== GOAL ==
In each of the rows below, substitute "bounding box" for "detection result" and leave everything else unchanged.

== EXTRACTED RECORDS ==
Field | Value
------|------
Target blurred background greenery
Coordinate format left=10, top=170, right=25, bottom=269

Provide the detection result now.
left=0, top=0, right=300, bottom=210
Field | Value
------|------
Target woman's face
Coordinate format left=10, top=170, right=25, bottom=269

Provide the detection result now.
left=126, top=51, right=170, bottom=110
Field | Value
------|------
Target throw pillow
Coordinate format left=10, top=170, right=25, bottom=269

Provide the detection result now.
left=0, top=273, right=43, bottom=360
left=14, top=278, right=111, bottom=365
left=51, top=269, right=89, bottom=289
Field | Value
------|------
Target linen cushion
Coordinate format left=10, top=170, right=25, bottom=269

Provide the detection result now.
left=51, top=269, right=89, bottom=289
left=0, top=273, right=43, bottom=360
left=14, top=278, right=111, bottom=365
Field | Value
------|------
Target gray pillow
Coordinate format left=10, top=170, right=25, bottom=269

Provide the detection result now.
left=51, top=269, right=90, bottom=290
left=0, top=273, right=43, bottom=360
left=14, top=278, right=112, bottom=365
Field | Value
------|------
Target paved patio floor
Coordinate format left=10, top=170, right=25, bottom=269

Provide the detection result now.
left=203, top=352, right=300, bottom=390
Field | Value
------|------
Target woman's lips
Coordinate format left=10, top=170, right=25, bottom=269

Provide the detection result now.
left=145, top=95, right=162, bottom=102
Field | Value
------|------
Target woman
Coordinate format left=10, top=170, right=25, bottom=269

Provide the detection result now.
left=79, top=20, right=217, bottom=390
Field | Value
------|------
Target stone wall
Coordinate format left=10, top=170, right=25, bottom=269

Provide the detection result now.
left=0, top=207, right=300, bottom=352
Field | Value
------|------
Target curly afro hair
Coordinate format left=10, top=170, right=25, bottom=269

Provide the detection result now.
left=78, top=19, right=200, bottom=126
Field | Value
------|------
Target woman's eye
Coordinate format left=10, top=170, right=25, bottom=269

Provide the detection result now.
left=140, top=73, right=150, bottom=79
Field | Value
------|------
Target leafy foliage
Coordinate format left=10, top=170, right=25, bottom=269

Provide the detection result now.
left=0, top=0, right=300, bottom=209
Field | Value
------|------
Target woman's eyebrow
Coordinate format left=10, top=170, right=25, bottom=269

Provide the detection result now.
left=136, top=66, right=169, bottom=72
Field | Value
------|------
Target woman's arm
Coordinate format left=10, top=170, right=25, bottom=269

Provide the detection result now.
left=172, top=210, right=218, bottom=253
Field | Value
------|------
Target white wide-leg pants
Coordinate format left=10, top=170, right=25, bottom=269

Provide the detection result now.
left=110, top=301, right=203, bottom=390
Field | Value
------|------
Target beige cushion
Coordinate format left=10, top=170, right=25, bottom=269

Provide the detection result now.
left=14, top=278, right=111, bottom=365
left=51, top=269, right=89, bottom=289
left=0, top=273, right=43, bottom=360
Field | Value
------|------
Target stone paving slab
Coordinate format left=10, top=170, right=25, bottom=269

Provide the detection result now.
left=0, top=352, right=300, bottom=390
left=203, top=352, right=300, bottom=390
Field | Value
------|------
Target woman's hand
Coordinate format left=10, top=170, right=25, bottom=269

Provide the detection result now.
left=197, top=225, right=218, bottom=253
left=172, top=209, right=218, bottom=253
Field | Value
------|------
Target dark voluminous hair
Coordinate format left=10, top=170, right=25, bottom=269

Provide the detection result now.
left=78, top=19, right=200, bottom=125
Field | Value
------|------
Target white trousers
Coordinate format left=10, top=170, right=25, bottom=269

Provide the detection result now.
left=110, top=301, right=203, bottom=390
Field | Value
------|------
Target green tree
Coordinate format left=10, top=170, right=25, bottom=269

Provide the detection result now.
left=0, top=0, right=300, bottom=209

== EXPECTED OUTPUT ==
Field | Value
------|------
Target blurred background greenery
Coordinate format left=10, top=170, right=25, bottom=269

Provide the bounding box now.
left=0, top=0, right=300, bottom=210
Field | Value
------|------
Target woman's face
Coordinate format left=10, top=170, right=25, bottom=269

Provide the bounding box now.
left=126, top=51, right=170, bottom=110
Field | Value
------|------
Target throw pillow
Coordinate format left=10, top=170, right=25, bottom=269

Provide the bounding box now.
left=0, top=273, right=43, bottom=360
left=14, top=278, right=111, bottom=365
left=51, top=269, right=89, bottom=289
Field | Value
------|------
Target linen cushion
Coordinate format left=10, top=170, right=25, bottom=269

Provide the bounding box now.
left=51, top=269, right=89, bottom=289
left=0, top=273, right=43, bottom=360
left=14, top=278, right=111, bottom=365
Field | Value
------|------
Target gray pillow
Coordinate format left=10, top=170, right=25, bottom=269

Provide the bounding box now.
left=51, top=269, right=90, bottom=290
left=0, top=273, right=43, bottom=360
left=14, top=278, right=112, bottom=365
Field | Value
------|------
Target paved patio floor
Coordinate format left=10, top=170, right=25, bottom=269

Provide the bounding box now.
left=203, top=352, right=300, bottom=390
Field | Value
------|------
Target woman's lips
Coordinate format left=10, top=170, right=25, bottom=269

Provide the bounding box now.
left=145, top=95, right=162, bottom=102
Field | Value
------|------
Target woman
Coordinate format left=10, top=170, right=25, bottom=269

Provide the bounding box now.
left=79, top=20, right=217, bottom=390
Field | Value
------|------
Target stone wall
Coordinate format left=10, top=170, right=25, bottom=269

Provide the bounding box now.
left=0, top=207, right=300, bottom=352
Field | Value
------|------
Target curly afro hair
Coordinate format left=10, top=170, right=25, bottom=269

Provide the bounding box now.
left=78, top=19, right=200, bottom=126
Field | Value
------|------
Target woman's eye
Coordinate format left=10, top=170, right=25, bottom=269

Provide the bounding box now.
left=140, top=73, right=150, bottom=79
Field | Value
------|------
Target leafy foliage
Coordinate format left=10, top=170, right=25, bottom=269

Provide the bounding box now.
left=0, top=0, right=300, bottom=209
Field | Value
------|------
Target woman's eyebrow
Coordinate format left=10, top=170, right=25, bottom=269

Provide the bounding box now.
left=136, top=66, right=169, bottom=72
Field | Value
------|------
Target woman's arm
Coordinate format left=10, top=170, right=25, bottom=269

Provide the bounding box now.
left=172, top=210, right=218, bottom=253
Field | Value
------|------
Target white wide-leg pants
Coordinate format left=10, top=170, right=25, bottom=269

Provide the bounding box now.
left=110, top=301, right=203, bottom=390
Field | Value
------|------
Target beige cushion
Coordinate format left=10, top=170, right=25, bottom=269

Provide the bounding box now.
left=14, top=278, right=111, bottom=365
left=51, top=269, right=89, bottom=289
left=0, top=273, right=43, bottom=360
Field | Value
------|------
Target stone paving slab
Coordinate format left=10, top=170, right=25, bottom=269

Provide the bounding box now.
left=0, top=352, right=300, bottom=390
left=203, top=352, right=300, bottom=390
Field | Value
------|------
Target woman's hand
Coordinate format left=10, top=170, right=25, bottom=269

Provide the bounding box now.
left=197, top=225, right=218, bottom=253
left=172, top=209, right=218, bottom=253
Field | Value
------|------
Target dark voluminous hair
Coordinate format left=10, top=170, right=25, bottom=269

Provide the bounding box now.
left=78, top=19, right=200, bottom=125
Field | Value
------|------
Target white trousers
Coordinate format left=10, top=170, right=25, bottom=269

Provide the bounding box now.
left=110, top=301, right=203, bottom=390
Field | Value
------|------
Target green tree
Coordinate format left=10, top=170, right=25, bottom=269

Provide the bounding box now.
left=0, top=0, right=300, bottom=209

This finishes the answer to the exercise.